--- START Given data ---
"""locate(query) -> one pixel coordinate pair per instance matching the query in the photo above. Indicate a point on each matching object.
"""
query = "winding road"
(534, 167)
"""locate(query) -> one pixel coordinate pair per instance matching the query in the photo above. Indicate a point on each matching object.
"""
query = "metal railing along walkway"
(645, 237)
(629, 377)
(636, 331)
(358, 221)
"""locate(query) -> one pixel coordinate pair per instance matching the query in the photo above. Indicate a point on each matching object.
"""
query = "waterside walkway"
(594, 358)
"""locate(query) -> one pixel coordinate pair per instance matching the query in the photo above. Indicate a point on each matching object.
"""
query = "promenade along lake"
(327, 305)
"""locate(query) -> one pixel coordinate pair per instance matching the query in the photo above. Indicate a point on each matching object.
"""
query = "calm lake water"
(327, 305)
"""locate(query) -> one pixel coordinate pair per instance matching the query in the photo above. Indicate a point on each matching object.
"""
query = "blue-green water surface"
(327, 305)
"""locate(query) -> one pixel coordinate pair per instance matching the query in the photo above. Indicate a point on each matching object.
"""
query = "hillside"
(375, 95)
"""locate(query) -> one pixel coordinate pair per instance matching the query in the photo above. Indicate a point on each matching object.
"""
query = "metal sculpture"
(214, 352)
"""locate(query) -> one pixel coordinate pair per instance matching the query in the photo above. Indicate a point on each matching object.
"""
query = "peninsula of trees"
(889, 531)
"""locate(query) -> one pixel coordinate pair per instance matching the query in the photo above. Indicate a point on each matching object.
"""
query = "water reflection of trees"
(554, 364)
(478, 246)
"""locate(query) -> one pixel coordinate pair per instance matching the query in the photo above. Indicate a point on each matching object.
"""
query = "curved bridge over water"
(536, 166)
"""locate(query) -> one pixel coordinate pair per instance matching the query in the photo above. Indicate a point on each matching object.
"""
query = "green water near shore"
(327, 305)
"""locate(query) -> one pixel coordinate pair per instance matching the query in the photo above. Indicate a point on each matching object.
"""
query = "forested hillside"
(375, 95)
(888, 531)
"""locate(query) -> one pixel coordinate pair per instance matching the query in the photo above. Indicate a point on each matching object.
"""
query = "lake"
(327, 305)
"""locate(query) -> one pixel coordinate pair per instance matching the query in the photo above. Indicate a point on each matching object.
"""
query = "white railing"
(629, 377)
--- END Given data ---
## [Exercise requirements]
Emit the records above again, exactly, with no line skipped.

## [Reply]
"""locate(query) -> one pixel coordinate pair per instance matching the query in the photo above. Indicate a point on each matching object.
"""
query = "winding road"
(534, 167)
"""locate(query) -> one pixel coordinate pair per instance matching the query in the photo above. Indicate a point on each matching object.
"""
query = "metal railing along walkway"
(645, 237)
(629, 377)
(636, 331)
(358, 221)
"""locate(query) -> one pixel coordinate pair per instance matching the query in the photo above. Indicate a point on each matching object.
"""
query = "waterside walkway"
(594, 358)
"""locate(query) -> one pixel coordinate pair per instance matching the query in the photo above. Indicate a point on each matching object.
"""
query = "promenade along lake"
(327, 305)
"""locate(query) -> one pixel coordinate pair per instance matching the query in the photo above. Indicate a point on each matching object.
"""
query = "calm lake water"
(327, 305)
"""locate(query) -> one pixel coordinate pair per instance matching the query in the photo above. Indicate a point on each matching object.
"""
query = "blue-green water surface"
(327, 305)
"""locate(query) -> one pixel coordinate pair per instance matching the query in the photo above. Indicate a point on each matching object.
"""
query = "hillside"
(375, 95)
"""locate(query) -> one pixel coordinate pair per instance matching the query in the photo above. Indicate a point on each matching object.
"""
query = "metal sculpture"
(214, 352)
"""locate(query) -> one pixel coordinate pair per instance matching the query in the photo above. Indicate a point on each matching object.
"""
query = "peninsula of trees"
(889, 531)
"""locate(query) -> one pixel coordinate pair per instance matching the query in the photo above. Indicate a point on each matching object.
"""
query = "water reflection of trees"
(554, 364)
(478, 246)
"""locate(query) -> one pixel coordinate pair per instance matching the query in the photo above. Indicate a point on each matching object.
"""
query = "curved bridge over water"
(536, 166)
"""locate(query) -> one pixel coordinate pair per instance matching the query in the photo above. Indicate a point on each matching object.
"""
query = "green water near shore"
(327, 305)
"""locate(query) -> one pixel coordinate pair per instance matching the query in the photo above. Indicate a point on each matching object.
"""
query = "forested hillside"
(375, 95)
(888, 531)
"""locate(query) -> one pixel coordinate pair per instance matching the query in the photo above. Indicate a point on each matching object.
"""
query = "lake"
(327, 305)
"""locate(query) -> one pixel coordinate pair per instance matching the query in the photo above. Indicate a point on each matching object.
"""
query = "white railing"
(629, 377)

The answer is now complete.